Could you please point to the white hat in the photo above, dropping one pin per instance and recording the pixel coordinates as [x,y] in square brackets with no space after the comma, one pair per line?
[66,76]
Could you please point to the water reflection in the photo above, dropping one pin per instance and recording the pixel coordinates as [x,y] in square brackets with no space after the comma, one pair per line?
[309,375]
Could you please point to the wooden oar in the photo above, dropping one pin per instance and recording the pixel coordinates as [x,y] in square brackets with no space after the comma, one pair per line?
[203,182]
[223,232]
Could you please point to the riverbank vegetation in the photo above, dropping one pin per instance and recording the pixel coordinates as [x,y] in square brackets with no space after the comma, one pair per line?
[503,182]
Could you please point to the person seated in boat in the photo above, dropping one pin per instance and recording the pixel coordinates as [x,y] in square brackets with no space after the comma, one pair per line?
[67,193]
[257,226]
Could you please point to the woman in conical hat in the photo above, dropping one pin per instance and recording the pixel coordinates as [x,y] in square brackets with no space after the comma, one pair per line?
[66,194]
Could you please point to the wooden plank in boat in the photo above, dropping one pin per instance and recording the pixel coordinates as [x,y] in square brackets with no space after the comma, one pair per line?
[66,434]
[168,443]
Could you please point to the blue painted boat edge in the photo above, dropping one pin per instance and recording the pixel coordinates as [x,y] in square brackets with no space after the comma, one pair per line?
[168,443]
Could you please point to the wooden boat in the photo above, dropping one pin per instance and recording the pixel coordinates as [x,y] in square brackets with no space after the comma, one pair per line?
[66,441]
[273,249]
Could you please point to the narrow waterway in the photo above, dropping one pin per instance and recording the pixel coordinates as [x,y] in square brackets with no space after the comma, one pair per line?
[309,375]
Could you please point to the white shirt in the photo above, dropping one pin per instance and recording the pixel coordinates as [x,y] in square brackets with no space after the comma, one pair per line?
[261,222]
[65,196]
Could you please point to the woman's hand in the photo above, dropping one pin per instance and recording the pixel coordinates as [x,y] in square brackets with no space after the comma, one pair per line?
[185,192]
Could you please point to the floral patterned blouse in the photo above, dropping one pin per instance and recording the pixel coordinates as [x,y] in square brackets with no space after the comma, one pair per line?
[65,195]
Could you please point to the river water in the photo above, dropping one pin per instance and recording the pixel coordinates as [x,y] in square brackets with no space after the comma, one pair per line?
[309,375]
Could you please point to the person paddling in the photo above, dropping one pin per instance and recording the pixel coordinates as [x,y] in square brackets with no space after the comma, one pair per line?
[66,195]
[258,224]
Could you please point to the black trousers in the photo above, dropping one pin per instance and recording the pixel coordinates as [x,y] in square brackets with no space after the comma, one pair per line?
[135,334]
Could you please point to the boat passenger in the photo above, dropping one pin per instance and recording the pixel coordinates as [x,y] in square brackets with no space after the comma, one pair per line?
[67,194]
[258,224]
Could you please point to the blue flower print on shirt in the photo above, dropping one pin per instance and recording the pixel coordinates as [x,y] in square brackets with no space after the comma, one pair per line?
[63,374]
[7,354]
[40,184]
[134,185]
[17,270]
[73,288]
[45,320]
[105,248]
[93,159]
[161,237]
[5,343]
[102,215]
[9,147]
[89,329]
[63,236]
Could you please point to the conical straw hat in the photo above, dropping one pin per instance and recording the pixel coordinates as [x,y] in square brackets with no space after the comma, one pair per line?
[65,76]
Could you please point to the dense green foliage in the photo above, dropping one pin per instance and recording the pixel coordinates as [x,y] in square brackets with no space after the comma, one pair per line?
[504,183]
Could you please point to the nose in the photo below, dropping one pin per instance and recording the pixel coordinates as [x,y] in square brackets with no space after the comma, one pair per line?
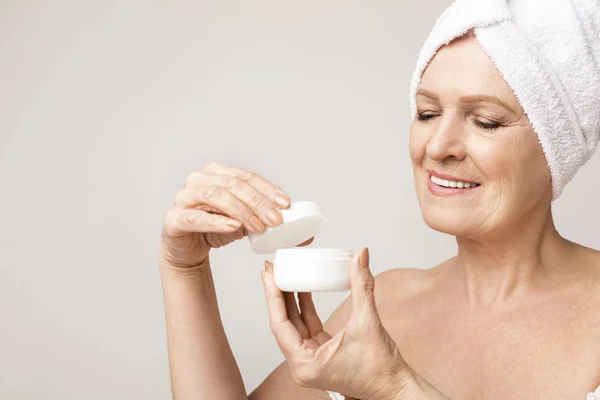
[448,139]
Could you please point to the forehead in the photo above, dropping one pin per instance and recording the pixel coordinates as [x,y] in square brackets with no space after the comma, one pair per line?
[463,68]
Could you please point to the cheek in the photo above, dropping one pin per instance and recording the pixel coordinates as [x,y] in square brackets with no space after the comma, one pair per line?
[517,163]
[417,144]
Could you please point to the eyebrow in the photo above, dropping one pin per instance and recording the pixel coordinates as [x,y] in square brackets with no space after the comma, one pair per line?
[469,99]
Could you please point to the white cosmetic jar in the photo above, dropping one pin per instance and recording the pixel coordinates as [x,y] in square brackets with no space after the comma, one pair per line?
[303,269]
[312,270]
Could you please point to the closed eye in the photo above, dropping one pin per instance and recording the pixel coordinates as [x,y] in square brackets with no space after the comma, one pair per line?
[426,117]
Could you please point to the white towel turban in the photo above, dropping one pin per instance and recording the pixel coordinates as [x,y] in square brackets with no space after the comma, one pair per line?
[548,51]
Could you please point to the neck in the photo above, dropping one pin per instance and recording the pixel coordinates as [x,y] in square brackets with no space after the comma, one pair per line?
[496,270]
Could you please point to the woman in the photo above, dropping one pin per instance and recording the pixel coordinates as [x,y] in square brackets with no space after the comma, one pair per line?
[500,126]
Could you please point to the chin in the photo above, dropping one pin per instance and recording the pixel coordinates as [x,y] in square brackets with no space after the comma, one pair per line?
[451,222]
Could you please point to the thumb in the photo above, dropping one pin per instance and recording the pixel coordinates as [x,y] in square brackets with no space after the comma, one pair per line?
[362,282]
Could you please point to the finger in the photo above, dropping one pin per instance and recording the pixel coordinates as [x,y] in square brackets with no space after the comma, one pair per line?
[269,189]
[291,307]
[180,221]
[309,241]
[217,240]
[260,204]
[293,314]
[214,197]
[287,336]
[309,315]
[362,282]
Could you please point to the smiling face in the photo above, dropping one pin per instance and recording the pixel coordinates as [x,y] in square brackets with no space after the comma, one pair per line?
[478,165]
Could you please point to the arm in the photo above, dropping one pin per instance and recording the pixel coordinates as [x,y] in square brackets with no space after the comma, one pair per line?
[201,363]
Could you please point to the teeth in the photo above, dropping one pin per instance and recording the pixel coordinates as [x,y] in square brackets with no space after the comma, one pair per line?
[452,184]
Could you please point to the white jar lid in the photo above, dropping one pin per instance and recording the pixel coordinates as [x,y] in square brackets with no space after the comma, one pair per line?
[301,221]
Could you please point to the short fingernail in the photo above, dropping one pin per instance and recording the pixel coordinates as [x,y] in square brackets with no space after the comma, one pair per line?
[274,216]
[233,223]
[363,258]
[257,224]
[282,201]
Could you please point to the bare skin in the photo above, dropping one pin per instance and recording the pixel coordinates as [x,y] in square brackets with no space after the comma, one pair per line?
[513,316]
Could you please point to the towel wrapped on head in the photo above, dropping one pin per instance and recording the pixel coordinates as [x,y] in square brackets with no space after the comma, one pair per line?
[548,51]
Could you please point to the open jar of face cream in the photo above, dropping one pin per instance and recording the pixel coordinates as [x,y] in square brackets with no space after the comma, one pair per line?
[303,269]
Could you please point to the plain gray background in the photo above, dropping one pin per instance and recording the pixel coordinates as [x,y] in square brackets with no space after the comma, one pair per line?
[106,106]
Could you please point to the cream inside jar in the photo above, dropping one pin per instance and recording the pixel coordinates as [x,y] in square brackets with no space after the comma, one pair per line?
[303,269]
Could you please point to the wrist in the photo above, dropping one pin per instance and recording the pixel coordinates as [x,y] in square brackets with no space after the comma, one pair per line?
[194,274]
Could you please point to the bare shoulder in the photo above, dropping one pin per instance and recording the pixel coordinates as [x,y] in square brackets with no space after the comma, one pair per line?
[392,288]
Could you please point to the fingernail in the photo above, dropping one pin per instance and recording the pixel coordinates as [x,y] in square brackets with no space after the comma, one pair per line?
[363,258]
[274,216]
[233,223]
[282,201]
[257,224]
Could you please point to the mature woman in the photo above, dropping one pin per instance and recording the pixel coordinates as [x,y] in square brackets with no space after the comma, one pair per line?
[506,107]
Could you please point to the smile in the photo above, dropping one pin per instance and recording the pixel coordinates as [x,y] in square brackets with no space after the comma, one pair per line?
[452,184]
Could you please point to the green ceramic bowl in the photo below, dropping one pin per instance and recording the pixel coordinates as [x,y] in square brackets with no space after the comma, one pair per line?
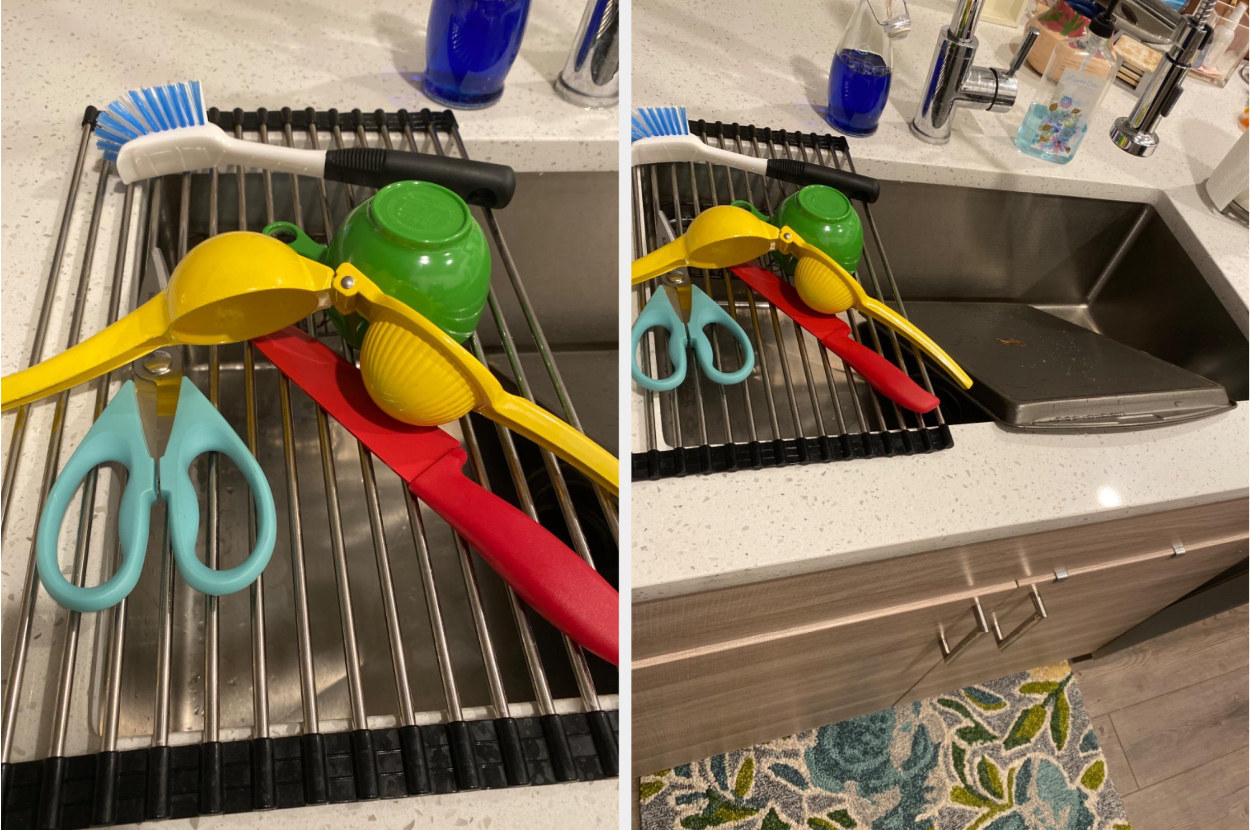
[823,216]
[419,243]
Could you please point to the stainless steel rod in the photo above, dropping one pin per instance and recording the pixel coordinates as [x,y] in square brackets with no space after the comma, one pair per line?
[485,644]
[693,374]
[523,490]
[45,308]
[164,641]
[299,574]
[718,353]
[529,646]
[576,658]
[661,351]
[69,649]
[729,286]
[339,555]
[640,249]
[443,653]
[165,601]
[111,719]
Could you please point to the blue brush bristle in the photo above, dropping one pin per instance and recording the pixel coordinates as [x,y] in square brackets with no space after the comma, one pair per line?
[154,109]
[650,121]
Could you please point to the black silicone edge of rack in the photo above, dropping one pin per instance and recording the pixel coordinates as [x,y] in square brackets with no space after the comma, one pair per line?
[755,455]
[260,774]
[326,120]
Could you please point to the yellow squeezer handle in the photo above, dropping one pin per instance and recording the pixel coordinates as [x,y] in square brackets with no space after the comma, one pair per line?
[139,333]
[493,400]
[875,309]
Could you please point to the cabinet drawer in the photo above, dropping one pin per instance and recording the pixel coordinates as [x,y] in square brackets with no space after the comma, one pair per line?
[688,705]
[1084,611]
[698,620]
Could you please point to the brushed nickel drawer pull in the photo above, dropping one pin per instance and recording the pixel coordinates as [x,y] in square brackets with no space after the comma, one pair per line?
[980,628]
[1039,614]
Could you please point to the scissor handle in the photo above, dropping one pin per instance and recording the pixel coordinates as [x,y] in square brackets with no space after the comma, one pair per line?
[115,438]
[705,311]
[660,314]
[199,429]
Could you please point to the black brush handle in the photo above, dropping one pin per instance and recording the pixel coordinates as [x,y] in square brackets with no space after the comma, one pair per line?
[805,173]
[479,183]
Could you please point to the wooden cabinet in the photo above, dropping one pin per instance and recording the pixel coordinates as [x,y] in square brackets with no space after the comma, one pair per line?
[730,668]
[689,705]
[1086,609]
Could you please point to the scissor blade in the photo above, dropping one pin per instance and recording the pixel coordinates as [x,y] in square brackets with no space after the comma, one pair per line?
[158,383]
[158,375]
[678,281]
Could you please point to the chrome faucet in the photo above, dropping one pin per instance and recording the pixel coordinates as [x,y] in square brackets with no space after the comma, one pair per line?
[590,75]
[954,81]
[1134,134]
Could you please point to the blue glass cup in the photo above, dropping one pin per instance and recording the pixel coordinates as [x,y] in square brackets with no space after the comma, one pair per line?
[470,45]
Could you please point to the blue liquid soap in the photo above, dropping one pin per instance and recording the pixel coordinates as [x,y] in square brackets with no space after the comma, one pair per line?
[470,46]
[859,84]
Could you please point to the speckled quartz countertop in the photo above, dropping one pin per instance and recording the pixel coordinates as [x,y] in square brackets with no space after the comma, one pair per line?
[736,64]
[60,56]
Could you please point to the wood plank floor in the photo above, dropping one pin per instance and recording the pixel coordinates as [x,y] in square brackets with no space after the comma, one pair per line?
[1171,715]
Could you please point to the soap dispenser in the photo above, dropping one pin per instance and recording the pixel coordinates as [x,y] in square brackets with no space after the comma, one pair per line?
[1078,75]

**TASK DIRECTIONS:** Reproduce the final stretch of the data above: every line from the one holding "Could you please point to the blue liquid" through the end, inclusive, exactly as written and nothing else.

**SOLUTION TO THE EXERCISE:**
Could you please point to the blue liquid soap in the photo above, dropping one pin per instance and recording the pixel coordinates as [x,y] in square brackets with no space after the comma, one pair per line?
[470,46]
[859,84]
Could you please point to the speckled quartz countertop in the photo above, dropping one pin per instance and recording the pixel coordinates as [x,y] in square brackets with no space after the comma, one pair per line?
[736,64]
[60,56]
Could you please point to the wood plank floor in the photo above, dropping one pin per instance and recording the pixel coordinates as [x,y] in square brackets with no space after the comma, one pair per line?
[1171,715]
Could you please point to the soap dispenser in the photo above, dropping one pin per instance and recording the pixel coordinates as [x,y] in square brackets with no space after the comma, one pair per line?
[1078,75]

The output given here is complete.